Task to carry out = When you reach the line in the listing below that contains "Target: palm tree", begin returning lines exactly as written, and stop after the line that contains "Place one point on each instance of the basketball court". Return no other lines.

--- START ---

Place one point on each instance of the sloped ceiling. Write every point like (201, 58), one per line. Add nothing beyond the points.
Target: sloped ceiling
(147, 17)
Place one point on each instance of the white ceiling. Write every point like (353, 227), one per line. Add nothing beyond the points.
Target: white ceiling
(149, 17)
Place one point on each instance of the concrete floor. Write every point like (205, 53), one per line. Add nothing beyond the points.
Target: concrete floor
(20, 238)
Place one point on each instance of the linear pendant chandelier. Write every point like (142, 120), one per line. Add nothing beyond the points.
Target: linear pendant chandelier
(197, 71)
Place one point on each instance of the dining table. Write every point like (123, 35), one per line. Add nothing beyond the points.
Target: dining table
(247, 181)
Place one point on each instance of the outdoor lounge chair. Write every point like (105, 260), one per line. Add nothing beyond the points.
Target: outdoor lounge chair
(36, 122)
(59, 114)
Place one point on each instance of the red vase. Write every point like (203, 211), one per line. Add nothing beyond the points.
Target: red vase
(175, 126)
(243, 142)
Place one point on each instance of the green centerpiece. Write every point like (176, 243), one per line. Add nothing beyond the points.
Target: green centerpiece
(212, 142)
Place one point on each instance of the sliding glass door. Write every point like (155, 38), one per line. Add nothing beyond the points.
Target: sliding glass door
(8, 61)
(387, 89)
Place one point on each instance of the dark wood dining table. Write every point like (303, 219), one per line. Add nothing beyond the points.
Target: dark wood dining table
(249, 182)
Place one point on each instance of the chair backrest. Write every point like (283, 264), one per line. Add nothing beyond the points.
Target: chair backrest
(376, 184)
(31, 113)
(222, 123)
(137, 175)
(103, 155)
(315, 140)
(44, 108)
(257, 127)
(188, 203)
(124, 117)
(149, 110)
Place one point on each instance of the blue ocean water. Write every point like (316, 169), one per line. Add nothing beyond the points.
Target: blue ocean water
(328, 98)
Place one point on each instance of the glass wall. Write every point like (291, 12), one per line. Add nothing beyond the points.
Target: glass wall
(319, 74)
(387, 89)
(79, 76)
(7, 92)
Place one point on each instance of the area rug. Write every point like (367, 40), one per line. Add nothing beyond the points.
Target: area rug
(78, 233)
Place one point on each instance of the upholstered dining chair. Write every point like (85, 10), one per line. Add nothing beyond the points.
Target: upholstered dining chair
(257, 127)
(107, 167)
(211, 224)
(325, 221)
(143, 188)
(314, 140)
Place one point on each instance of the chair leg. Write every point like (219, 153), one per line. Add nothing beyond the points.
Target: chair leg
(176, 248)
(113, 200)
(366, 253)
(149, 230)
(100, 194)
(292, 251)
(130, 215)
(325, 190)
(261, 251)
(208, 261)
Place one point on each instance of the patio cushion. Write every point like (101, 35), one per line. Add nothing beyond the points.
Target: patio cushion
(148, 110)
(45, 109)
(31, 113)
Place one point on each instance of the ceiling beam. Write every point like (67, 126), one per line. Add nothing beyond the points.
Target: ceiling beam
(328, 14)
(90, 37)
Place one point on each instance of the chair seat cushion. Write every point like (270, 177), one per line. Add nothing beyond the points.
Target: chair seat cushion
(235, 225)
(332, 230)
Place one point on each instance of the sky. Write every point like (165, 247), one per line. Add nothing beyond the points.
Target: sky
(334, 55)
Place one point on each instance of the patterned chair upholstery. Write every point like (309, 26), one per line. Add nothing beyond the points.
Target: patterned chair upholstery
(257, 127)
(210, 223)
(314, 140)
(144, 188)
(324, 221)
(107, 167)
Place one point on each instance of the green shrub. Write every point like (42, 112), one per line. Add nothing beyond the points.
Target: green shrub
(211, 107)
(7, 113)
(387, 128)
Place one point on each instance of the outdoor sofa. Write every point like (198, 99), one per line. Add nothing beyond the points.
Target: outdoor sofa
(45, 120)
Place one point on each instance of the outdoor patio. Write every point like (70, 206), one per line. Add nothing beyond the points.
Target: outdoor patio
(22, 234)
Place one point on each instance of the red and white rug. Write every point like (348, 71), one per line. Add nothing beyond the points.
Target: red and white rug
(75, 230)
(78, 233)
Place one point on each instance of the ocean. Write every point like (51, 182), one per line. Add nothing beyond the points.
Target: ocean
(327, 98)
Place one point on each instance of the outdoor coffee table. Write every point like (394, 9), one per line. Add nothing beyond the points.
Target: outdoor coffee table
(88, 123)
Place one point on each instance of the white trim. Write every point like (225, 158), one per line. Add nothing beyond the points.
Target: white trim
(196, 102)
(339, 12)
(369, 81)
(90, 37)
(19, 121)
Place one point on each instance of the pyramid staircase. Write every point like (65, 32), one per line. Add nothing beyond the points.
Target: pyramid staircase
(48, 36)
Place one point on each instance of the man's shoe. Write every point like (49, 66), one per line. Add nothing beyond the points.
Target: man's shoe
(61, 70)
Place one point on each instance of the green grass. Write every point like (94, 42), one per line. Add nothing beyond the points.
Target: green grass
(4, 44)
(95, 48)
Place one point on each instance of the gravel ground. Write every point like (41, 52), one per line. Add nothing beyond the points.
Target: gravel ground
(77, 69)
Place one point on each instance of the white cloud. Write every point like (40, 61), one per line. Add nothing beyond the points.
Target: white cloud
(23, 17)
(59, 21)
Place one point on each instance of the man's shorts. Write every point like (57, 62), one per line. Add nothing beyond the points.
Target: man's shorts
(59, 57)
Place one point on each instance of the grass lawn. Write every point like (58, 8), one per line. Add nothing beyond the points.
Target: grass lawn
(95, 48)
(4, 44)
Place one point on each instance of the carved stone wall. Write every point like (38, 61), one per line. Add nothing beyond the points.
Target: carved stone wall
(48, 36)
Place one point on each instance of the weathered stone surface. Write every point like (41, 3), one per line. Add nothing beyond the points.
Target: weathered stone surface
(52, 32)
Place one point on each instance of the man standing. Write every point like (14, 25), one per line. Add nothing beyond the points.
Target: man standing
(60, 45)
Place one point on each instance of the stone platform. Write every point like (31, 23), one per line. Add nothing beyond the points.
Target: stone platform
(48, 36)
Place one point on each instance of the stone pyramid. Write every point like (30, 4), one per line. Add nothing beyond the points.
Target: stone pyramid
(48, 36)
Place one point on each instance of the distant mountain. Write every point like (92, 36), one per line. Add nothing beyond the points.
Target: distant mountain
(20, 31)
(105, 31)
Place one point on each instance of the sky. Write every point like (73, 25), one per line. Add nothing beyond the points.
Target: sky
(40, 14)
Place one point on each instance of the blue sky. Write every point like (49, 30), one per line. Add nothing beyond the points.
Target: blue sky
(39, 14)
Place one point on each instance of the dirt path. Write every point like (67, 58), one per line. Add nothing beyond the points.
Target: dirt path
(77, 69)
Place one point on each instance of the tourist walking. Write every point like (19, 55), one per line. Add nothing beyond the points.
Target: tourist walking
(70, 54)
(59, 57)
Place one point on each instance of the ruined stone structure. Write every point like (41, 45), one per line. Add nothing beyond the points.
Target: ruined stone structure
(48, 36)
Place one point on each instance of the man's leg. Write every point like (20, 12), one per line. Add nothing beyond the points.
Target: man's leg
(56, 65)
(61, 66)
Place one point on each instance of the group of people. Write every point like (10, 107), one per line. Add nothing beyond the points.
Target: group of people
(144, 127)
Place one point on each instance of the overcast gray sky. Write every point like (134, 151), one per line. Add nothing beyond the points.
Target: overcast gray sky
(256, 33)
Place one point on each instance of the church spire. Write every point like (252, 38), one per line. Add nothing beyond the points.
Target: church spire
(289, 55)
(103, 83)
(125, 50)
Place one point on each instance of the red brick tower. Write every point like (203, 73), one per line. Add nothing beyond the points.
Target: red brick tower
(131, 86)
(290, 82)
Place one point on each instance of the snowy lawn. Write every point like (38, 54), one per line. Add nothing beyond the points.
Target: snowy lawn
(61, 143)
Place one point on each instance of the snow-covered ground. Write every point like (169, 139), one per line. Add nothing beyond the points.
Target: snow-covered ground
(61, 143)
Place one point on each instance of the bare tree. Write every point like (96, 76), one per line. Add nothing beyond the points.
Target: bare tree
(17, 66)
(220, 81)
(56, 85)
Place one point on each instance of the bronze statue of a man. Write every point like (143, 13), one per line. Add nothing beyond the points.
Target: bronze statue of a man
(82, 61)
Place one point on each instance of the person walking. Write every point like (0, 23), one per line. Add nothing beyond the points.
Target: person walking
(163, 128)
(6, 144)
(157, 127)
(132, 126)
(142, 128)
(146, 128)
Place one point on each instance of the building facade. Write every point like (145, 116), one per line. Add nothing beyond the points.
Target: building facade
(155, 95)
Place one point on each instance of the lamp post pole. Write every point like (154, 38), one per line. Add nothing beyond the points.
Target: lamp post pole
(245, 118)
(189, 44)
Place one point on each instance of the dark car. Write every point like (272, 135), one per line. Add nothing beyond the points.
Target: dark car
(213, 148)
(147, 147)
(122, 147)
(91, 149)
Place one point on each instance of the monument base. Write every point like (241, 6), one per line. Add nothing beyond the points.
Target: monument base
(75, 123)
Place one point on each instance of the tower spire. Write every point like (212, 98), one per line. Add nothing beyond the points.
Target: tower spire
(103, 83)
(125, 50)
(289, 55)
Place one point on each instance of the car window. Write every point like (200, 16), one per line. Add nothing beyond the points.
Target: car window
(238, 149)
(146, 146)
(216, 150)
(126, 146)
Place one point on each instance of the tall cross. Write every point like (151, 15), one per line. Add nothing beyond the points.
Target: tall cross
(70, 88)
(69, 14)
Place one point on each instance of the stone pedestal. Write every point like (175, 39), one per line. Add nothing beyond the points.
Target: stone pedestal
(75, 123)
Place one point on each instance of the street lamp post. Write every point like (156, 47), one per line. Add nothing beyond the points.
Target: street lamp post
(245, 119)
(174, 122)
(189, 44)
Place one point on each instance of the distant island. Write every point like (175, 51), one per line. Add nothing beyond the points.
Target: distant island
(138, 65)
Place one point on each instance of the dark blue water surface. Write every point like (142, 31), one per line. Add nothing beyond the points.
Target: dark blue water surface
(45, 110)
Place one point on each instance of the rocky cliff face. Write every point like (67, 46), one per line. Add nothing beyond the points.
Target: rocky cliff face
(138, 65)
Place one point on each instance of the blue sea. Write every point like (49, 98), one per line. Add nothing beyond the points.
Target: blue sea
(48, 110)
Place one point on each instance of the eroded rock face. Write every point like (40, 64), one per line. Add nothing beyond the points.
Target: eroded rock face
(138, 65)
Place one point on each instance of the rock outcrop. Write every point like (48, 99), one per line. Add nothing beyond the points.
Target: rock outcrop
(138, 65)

--- END ---
--- START ---

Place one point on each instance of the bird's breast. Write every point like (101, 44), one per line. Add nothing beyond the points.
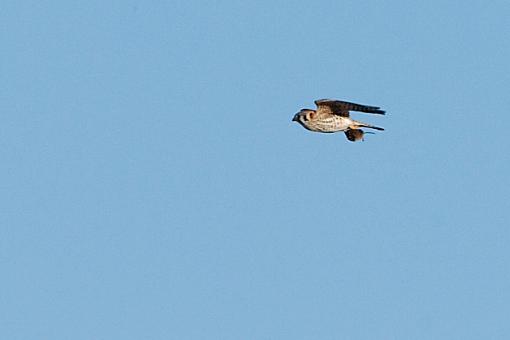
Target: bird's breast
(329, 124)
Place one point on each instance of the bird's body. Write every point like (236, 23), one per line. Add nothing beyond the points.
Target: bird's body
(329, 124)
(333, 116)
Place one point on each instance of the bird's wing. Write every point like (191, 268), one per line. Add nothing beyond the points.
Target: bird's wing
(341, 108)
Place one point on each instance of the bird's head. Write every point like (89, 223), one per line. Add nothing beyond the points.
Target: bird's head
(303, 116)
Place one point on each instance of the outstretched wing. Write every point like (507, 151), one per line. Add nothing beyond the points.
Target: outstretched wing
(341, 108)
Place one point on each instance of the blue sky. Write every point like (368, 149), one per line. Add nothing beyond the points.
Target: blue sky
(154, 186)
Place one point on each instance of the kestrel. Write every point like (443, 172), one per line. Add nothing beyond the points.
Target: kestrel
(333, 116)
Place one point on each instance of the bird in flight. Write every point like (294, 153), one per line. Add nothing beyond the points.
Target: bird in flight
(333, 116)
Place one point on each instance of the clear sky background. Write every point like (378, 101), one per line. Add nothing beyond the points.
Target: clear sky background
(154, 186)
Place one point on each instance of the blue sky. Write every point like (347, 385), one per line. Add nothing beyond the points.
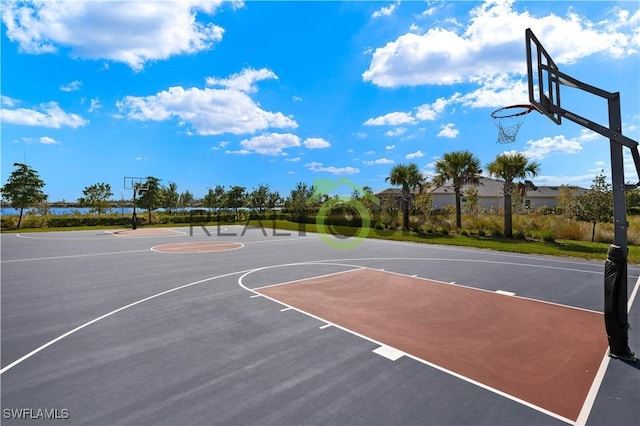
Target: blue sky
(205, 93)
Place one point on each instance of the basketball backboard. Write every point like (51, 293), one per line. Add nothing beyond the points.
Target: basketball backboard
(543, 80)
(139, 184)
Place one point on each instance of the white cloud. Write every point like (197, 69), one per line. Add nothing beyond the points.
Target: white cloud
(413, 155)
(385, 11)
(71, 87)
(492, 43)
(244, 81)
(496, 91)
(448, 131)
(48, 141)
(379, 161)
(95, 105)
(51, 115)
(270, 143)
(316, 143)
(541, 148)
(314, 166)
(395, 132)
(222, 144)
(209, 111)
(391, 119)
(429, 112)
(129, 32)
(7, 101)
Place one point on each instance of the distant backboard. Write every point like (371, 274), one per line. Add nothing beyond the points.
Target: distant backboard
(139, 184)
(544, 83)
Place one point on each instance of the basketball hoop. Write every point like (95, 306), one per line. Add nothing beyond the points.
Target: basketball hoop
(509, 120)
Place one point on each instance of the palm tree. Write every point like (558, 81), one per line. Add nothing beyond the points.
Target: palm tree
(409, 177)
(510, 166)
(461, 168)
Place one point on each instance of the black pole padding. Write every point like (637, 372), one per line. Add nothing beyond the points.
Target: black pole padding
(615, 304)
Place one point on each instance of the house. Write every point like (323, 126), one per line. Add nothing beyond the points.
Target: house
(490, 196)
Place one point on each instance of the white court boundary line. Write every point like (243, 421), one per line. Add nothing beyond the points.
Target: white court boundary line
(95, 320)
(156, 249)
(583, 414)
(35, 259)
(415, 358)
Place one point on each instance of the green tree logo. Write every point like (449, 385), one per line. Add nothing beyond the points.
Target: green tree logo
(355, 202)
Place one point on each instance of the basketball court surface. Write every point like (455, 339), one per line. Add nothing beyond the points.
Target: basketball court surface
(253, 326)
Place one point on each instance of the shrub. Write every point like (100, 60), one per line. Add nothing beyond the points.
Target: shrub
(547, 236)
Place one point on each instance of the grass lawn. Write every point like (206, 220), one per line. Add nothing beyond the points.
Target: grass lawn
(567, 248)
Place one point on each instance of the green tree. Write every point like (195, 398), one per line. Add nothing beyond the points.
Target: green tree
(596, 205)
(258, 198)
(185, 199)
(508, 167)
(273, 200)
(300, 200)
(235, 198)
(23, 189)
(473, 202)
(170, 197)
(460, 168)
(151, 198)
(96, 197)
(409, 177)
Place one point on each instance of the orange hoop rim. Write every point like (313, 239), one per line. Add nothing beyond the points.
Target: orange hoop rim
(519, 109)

--- END ---

Your response =
Target: palm tree
(409, 177)
(510, 166)
(461, 168)
Place one point on each instance of the black pole padding. Write every point like (637, 372), one per line. Add nothing beyond the points.
Target: black pole padding
(615, 304)
Place one point on each instance of the house. Write every point like (323, 126), one per line. Add nothing beyond the points.
Target: house
(490, 196)
Place one point on each instance of the white court boundary line. Write every point like (243, 421), one per line. Add nothing beyond the points.
Target: white court boundary line
(95, 320)
(156, 249)
(583, 414)
(35, 259)
(415, 358)
Place one point on each instance of the green tree logo. Write every point like (449, 385), one per line. Add nothing beyond the points.
Target: green tree logo
(355, 202)
Place one point on each instance of the basketball court surface. Write every point like (455, 339), one per line. Add nothing beyond the points.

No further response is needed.